▸ Trecho do documento
::::::::::
O risco iminente de o Brasil retornar ao Mapa da Fome é uma das motivações para a Caravana do Semiárido contra a Fome. A iniciativa tem a organização do movimento Articulação Semiárido Brasileiro (ASA) e partiu do Sertão de Pernambuco com o objetivo de percorrer cerca de 3000 km nos próximos dias. O Mapa da Fome é um indicador da Organização das Nações Unidas para a Agricultura e Alimentação (FAO) que apresenta os países nos quais mais de 5% da população ingere menos calorias do que o necessário. Desde 2014 o país estava fora destas estatísticas. Nesta entrevista, concedida ao Programa Sala Franciscana, o coordenador executivo da ASA e participante da Caravana do Semiárido contra a fome, Marcos Jacinto, atribui este retrocesso ao desmonte das políticas públicas que vem sendo realizado no Brasil pós-golpe.  

Com que finalidade está sendo realizada a Caravana do Semiárido contra a fome?
::::::::::
▸ Listagem de dados
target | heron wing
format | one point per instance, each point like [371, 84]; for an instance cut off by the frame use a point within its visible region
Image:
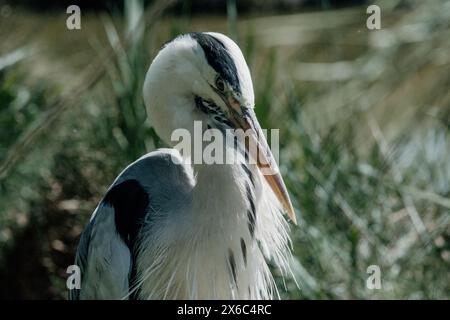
[107, 249]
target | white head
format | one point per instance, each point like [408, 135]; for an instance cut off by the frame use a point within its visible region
[204, 77]
[209, 66]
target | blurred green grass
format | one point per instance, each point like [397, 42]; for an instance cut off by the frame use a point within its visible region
[365, 155]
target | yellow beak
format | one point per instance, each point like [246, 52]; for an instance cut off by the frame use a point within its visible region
[264, 157]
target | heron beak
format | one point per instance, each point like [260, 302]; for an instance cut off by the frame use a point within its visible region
[245, 119]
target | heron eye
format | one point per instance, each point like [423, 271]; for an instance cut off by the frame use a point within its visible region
[220, 84]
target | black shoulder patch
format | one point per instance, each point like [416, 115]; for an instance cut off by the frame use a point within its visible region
[130, 202]
[218, 58]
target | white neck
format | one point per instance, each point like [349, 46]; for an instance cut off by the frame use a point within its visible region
[216, 256]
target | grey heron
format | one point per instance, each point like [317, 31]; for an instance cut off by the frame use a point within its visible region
[169, 230]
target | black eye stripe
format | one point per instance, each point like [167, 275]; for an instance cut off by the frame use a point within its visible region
[218, 58]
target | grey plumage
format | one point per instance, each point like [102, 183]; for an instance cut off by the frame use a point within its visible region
[168, 229]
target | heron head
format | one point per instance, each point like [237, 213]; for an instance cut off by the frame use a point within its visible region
[204, 77]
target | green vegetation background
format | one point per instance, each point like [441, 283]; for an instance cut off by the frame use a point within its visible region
[364, 129]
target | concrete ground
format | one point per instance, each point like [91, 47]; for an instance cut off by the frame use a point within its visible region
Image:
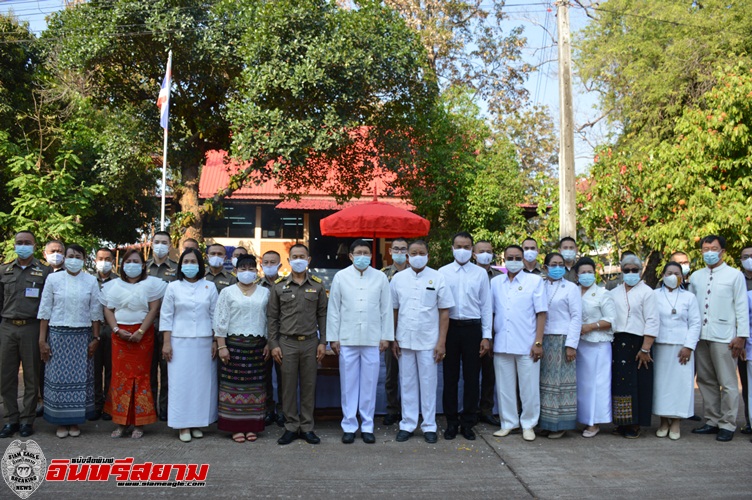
[606, 466]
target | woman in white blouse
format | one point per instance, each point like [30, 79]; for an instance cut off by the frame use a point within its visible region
[594, 351]
[561, 336]
[635, 327]
[186, 322]
[70, 309]
[674, 390]
[131, 304]
[240, 328]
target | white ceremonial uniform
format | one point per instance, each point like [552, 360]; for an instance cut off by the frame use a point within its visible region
[722, 300]
[359, 316]
[515, 306]
[417, 297]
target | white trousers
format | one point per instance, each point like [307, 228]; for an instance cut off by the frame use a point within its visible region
[509, 369]
[418, 380]
[359, 377]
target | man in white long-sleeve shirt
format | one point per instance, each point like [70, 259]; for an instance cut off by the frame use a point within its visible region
[722, 296]
[360, 323]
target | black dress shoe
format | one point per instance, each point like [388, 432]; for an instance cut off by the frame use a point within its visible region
[724, 435]
[468, 433]
[288, 437]
[403, 436]
[270, 418]
[348, 437]
[310, 437]
[705, 429]
[392, 418]
[490, 420]
[8, 430]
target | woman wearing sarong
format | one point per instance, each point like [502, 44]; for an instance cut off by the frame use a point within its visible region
[240, 328]
[674, 391]
[186, 322]
[131, 304]
[635, 328]
[71, 310]
[561, 336]
[594, 351]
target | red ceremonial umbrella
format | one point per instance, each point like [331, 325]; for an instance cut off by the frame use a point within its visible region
[374, 220]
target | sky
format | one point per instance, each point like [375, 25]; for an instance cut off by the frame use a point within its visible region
[539, 21]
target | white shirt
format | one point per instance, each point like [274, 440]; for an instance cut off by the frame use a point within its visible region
[597, 305]
[564, 311]
[360, 309]
[131, 300]
[683, 326]
[636, 311]
[418, 297]
[722, 301]
[471, 292]
[188, 308]
[238, 314]
[71, 301]
[515, 305]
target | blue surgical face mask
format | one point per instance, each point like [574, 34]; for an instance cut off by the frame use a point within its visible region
[132, 269]
[632, 279]
[399, 258]
[24, 251]
[361, 262]
[586, 279]
[190, 270]
[711, 258]
[556, 272]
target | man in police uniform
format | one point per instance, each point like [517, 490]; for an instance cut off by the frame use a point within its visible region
[297, 309]
[161, 266]
[21, 285]
[105, 260]
[217, 274]
[484, 256]
[398, 251]
[270, 263]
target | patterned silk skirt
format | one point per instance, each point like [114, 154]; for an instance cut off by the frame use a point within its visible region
[631, 389]
[69, 377]
[558, 386]
[242, 393]
[130, 401]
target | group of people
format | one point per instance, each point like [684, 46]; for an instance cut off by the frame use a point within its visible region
[192, 344]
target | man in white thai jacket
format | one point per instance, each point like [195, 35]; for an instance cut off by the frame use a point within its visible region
[360, 325]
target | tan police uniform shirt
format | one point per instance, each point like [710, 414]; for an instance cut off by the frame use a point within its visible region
[297, 309]
[21, 289]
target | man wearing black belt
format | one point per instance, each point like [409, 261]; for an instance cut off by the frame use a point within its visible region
[468, 337]
[21, 285]
[296, 311]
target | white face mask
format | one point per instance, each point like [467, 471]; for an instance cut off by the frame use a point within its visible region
[484, 258]
[103, 266]
[462, 255]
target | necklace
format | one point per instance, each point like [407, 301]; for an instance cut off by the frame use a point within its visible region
[673, 306]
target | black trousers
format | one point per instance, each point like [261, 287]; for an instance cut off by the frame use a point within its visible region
[462, 349]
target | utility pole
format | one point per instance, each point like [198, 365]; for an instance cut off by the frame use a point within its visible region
[567, 195]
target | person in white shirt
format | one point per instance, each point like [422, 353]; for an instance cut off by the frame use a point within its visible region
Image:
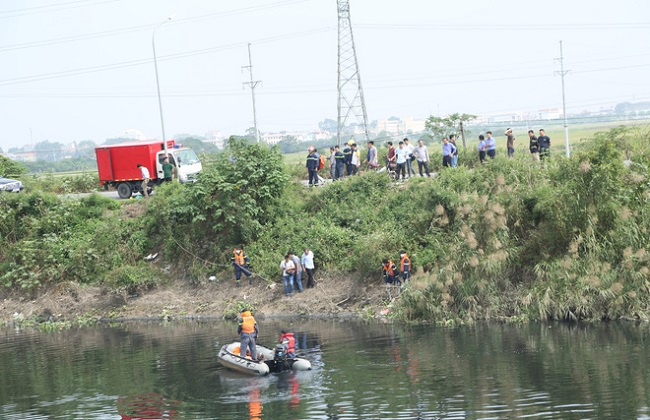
::::::::::
▸ Complete o seguinte
1 > Filtre a listagem e copie cada linha que contenha a palavra "heron", diferenciando maiúsculas de minúsculas.
2 > Prossiga com o trecho sobre a Caravana do Semiárido contra a Fome a partir da última frase apresentada.
O trecho e a listagem são independentes entre si.

▸ Saídas esperadas
1 >
target | heron wing
target | heron beak
target | heron eye
target | grey heron
target | heron head

2 >
Marcos Jacinto – A caravana tem dois objetivos principais: o primeiro deles, anunciar um Semiárido vivo, mostrar para as pessoas de todo o Brasil tudo aquilo que tem sido construído nesta região, em termos de programas, políticas públicas e de ações que foram fundamentais para que hoje o semiárido seja uma região diferente, para que tenha novas perspectivas, para que as pessoas vivam melhor, num espaço onde há vida, e vida em abundância; o segundo objetivo é o de denunciar. Nós temos acompanhado, com muita preocupação, desde o golpe parlamentar-midiático-judiciário de 2016, o desmonte das políticas públicas voltadas para a convivência com o semiárido, para a agricultura familiar, que foram fundamentais para que alcançássemos resultados tão significativos em qualidade de vida, na diminuição da fome, da pobreza e da miséria. Este desmonte nas políticas pode, inclusive, levar o Brasil a voltar ao Mapa da Fome. Uma das maiores conquistas dos últimos anos do país foi ter saído do Mapa da Fome da FAO, no ano de 2014, e agora, com todos estes problemas, o país corre o sério risco de voltar a esta vergonhosa estatística. A caravana é, então, este grande movimento do Semiárido, passando por várias cidades do Brasil para anunciar o que tem sido produzido de positivo, mas também para denunciar este difícil momento pelo qual estamos passando.

A caravana previstas paradas previstas em cidades da Bahia, de Minas Gerais, do Rio de Janeiro, de São Paulo e do Paraná, incluindo uma passagem pela capital, Brasília. Como foi pensado este percurso?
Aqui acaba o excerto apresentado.